数据行:
+---+

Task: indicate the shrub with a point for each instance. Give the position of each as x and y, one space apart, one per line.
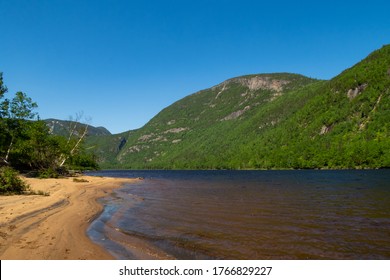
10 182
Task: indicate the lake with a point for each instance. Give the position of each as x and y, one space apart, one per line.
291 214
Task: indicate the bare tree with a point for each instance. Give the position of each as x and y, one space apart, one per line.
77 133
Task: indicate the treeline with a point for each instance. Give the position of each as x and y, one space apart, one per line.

+---+

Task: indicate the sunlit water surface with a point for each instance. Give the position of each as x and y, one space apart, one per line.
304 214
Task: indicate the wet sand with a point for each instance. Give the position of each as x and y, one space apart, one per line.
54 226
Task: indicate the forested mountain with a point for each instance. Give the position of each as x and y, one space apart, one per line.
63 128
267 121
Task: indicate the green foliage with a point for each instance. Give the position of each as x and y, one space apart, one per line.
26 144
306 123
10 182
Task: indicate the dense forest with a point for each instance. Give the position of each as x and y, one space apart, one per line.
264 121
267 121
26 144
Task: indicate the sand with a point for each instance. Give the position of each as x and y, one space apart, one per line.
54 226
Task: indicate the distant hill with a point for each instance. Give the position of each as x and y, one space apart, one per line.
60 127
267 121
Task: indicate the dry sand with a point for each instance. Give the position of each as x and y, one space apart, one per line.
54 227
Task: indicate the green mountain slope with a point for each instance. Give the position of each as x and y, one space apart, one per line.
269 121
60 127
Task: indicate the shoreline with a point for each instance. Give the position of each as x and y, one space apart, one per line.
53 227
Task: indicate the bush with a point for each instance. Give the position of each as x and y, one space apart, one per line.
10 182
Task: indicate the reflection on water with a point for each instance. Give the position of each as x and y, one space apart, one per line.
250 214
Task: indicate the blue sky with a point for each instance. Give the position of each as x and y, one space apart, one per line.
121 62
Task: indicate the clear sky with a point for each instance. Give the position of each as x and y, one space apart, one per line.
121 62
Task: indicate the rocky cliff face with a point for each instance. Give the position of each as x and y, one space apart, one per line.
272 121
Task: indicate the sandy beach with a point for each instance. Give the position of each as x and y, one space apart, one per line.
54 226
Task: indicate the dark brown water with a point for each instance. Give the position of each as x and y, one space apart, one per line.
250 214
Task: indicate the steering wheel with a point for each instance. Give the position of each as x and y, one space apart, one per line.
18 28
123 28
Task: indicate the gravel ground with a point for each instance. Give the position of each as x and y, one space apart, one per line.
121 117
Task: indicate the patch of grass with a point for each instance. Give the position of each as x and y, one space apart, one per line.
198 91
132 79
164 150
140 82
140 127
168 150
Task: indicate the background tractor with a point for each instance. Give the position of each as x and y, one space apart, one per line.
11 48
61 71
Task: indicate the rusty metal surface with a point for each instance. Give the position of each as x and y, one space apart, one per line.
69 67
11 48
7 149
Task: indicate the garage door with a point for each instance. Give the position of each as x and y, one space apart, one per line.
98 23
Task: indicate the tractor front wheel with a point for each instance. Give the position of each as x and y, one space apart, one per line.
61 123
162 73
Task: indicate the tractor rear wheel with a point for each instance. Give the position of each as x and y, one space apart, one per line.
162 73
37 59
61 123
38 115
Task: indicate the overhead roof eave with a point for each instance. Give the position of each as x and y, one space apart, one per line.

+---+

请照做:
能否把从含有“Task: indicate the shrub”的那一行起、到含有“Task: indicate the treeline”的那一行为止（两端都算）的各行重新写一遍，将其中的“instance”换成“occurrence”，其余内容一概不变？答案里不要包含图片。

正确输出:
Task: indicate the shrub with a point for each occurrence. Give the position of each as x and y, one space apart, one per line.
10 182
Task: indicate the lake with a point for each occurrence. Give the position of each as x and y, one space apart, one per line.
291 214
Task: indicate the bare tree with a point for each occurrence. Give the position of each as x and y, one space apart, one per line.
77 133
Task: indicate the treeline with a point for each occurrence. Give the position of each as x and y, one space apart, one per line.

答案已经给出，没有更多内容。